Work to be completed: Your task is to restate exactly the lines from the one holding "A reviewer flagged white pole" to the end of the entries below, inclusive.

*** Opening of Supplied records ***

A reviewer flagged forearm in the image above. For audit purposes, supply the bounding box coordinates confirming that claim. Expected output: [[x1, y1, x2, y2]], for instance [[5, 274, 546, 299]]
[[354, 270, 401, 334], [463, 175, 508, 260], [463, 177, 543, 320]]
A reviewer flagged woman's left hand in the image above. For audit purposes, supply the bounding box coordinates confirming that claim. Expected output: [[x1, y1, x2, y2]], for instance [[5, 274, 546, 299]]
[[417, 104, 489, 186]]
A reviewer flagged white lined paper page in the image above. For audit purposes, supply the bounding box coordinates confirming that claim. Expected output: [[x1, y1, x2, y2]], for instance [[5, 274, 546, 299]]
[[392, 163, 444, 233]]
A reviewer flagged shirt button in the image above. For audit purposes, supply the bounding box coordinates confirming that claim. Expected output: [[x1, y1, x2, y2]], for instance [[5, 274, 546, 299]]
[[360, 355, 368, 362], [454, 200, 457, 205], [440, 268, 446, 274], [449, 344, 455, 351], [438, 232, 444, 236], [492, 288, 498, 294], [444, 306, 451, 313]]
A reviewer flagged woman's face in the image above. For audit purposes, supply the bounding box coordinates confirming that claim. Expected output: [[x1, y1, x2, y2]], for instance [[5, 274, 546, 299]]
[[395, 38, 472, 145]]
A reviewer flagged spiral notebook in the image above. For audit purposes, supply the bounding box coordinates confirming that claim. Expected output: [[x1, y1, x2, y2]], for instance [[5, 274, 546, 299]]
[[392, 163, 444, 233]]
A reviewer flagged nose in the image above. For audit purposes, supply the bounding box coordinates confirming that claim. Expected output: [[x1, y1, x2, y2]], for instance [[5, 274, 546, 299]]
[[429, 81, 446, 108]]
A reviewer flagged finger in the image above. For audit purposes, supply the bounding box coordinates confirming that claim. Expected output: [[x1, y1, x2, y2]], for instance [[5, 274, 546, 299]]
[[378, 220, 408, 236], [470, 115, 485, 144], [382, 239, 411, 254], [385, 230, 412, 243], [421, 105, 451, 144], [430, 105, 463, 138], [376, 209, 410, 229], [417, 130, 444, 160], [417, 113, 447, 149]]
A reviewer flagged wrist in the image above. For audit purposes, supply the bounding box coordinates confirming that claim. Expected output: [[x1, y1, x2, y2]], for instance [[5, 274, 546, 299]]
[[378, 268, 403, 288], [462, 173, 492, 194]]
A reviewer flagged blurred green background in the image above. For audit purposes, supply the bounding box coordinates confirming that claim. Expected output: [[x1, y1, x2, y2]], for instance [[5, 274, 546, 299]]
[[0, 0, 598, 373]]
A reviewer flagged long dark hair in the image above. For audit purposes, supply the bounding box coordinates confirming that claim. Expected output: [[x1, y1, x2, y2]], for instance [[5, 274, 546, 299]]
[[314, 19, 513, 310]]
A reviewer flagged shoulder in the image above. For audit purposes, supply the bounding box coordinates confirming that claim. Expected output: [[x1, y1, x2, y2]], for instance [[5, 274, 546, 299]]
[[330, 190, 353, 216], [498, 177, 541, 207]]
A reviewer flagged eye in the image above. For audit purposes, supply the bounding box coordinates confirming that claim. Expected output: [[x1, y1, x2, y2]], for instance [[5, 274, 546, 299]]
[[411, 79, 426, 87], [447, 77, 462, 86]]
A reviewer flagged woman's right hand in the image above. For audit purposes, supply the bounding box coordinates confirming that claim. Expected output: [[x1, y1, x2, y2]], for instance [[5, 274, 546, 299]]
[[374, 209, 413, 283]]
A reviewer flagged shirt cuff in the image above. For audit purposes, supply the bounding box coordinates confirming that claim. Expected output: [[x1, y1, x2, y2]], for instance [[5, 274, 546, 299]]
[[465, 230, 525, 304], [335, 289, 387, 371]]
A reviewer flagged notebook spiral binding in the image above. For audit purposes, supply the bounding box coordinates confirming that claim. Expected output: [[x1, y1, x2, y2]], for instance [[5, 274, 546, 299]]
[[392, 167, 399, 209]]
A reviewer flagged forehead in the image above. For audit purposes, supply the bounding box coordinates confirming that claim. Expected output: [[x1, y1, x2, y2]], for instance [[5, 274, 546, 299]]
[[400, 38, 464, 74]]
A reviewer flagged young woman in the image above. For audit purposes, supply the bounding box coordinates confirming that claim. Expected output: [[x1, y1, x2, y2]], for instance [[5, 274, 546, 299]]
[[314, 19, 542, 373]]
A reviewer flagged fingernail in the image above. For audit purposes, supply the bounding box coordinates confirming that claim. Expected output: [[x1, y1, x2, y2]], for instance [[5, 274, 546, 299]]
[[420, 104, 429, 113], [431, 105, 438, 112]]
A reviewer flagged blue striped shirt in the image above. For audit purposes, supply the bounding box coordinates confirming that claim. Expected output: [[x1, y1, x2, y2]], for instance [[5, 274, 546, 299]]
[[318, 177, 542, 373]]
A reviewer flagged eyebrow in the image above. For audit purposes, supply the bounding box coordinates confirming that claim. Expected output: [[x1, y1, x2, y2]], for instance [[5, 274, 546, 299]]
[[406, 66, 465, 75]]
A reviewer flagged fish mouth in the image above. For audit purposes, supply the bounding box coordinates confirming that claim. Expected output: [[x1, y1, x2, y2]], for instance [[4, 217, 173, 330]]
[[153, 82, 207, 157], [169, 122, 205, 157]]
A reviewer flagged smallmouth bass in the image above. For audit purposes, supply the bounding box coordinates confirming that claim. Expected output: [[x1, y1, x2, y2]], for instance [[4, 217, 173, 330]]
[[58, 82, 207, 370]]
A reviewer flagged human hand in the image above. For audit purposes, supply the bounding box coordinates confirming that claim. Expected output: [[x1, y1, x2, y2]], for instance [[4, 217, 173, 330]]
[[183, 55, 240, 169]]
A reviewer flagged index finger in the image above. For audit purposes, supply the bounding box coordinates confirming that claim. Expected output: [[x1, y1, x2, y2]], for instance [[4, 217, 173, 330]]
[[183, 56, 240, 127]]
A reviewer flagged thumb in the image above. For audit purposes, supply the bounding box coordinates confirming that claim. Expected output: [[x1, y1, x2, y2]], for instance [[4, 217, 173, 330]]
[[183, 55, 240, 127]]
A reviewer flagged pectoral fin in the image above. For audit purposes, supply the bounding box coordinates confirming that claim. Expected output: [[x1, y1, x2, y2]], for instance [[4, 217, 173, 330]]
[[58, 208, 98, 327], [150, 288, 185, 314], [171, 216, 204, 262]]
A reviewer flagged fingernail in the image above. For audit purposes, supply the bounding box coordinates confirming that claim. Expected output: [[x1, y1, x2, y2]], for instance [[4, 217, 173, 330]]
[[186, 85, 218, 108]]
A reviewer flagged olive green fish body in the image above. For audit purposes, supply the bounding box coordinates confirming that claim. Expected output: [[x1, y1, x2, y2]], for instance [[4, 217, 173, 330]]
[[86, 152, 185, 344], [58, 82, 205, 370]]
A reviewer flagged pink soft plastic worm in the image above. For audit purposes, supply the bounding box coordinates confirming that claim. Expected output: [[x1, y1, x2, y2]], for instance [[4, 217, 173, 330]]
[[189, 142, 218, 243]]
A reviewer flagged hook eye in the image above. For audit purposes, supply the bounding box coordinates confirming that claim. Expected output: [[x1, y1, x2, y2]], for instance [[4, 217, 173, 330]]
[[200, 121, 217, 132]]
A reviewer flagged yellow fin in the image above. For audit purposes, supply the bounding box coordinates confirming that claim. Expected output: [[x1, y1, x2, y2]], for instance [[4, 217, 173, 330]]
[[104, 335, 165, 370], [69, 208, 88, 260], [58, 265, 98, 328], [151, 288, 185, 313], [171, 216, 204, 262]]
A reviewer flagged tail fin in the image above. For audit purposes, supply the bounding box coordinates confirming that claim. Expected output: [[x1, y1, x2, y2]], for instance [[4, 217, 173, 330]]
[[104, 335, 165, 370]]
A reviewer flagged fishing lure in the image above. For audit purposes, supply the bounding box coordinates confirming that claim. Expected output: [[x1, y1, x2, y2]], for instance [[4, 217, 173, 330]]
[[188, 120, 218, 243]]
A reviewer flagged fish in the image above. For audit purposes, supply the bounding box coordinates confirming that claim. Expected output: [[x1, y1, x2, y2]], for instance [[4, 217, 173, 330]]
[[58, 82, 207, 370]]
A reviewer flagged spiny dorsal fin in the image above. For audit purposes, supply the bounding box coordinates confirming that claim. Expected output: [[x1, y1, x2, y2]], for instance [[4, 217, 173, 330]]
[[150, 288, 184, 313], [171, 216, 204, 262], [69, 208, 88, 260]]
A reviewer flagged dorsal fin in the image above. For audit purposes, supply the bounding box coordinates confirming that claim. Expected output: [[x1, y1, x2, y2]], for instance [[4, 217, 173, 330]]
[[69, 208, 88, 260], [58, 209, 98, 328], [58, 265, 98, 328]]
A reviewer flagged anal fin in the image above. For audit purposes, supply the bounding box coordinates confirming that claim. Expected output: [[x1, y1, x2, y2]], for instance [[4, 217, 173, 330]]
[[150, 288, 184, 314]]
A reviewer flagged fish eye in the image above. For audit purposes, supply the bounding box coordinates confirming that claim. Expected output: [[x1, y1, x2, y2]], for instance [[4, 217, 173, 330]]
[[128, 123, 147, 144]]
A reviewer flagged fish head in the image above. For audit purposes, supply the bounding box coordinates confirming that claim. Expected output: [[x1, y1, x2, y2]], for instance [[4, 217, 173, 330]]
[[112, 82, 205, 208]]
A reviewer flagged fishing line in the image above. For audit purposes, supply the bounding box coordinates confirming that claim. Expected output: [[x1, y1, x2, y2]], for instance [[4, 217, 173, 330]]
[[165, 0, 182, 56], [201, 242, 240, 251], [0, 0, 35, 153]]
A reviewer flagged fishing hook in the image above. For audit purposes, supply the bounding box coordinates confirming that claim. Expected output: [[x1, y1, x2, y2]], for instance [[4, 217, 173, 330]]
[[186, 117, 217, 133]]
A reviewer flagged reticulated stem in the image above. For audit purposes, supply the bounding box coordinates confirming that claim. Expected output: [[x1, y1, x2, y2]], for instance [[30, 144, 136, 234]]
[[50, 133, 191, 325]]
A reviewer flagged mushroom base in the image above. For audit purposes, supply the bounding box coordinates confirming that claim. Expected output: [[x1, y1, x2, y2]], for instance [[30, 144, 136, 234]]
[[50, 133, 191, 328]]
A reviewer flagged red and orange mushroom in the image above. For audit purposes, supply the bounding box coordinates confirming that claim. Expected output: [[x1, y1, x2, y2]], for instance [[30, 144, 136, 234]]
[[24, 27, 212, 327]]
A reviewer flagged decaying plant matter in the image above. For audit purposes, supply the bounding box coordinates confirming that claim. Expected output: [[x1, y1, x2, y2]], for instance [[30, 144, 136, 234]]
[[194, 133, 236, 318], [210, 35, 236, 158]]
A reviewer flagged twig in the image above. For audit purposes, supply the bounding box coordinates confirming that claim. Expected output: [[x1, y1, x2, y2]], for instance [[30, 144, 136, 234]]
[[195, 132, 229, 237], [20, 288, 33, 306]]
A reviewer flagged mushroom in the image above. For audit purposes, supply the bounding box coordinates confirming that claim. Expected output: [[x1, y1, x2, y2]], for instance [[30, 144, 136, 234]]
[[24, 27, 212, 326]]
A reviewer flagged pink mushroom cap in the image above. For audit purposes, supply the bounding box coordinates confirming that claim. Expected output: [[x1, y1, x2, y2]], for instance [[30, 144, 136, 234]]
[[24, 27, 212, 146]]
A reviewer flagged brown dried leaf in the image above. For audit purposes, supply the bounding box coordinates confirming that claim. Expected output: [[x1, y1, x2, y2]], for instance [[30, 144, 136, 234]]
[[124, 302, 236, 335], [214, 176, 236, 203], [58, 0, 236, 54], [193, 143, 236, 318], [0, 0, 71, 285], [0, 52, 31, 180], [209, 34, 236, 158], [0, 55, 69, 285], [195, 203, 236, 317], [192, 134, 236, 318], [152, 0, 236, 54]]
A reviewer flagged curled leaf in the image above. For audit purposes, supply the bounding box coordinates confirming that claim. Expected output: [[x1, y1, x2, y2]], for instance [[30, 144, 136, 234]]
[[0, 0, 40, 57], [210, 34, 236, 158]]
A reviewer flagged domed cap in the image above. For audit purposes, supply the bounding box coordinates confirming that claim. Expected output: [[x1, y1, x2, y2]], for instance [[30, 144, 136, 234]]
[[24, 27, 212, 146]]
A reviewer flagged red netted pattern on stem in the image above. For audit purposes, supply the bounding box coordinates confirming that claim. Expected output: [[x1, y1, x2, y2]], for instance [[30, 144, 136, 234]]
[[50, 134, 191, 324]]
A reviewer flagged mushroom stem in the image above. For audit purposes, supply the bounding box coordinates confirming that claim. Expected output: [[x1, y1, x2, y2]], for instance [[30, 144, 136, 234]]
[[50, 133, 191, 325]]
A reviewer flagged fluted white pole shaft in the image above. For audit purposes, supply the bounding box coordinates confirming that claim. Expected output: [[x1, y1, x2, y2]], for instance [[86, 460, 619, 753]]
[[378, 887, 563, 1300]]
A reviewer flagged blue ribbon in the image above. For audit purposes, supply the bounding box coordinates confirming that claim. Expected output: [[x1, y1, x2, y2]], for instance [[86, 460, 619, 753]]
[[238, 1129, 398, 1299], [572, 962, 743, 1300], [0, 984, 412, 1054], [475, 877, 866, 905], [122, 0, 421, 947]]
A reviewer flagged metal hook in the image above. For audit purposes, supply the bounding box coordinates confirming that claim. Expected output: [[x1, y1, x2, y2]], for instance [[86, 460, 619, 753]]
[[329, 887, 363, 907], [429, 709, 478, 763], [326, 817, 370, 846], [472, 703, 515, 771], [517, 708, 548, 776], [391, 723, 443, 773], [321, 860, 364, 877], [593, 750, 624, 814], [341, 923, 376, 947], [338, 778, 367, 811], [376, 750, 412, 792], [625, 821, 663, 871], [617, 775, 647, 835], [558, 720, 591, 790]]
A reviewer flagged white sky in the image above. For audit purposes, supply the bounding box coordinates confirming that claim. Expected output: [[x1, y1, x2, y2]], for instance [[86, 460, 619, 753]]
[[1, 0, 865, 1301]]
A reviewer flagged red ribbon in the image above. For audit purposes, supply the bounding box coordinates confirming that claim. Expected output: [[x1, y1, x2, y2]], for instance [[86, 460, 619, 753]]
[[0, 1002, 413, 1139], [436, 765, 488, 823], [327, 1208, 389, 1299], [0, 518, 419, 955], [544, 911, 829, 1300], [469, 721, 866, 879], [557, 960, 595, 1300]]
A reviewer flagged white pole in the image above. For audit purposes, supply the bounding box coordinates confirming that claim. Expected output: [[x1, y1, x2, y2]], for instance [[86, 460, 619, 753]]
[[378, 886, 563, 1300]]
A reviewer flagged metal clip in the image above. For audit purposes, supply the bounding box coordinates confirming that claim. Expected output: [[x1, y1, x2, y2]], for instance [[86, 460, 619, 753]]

*** Close of Supplied records ***

Your solution:
A reviewer flagged white pole in the image above. For audit purposes, supply the bounding box coordinates confirming that claim. Expected output: [[x1, y1, x2, y2]], for instance [[86, 460, 619, 753]]
[[378, 886, 563, 1300]]
A reviewer flagged metal clip in the image above. For audit purposes, supply the bounding box coordinates confirming that claim. Expected output: [[x1, y1, x2, y2]], for instance [[86, 460, 619, 753]]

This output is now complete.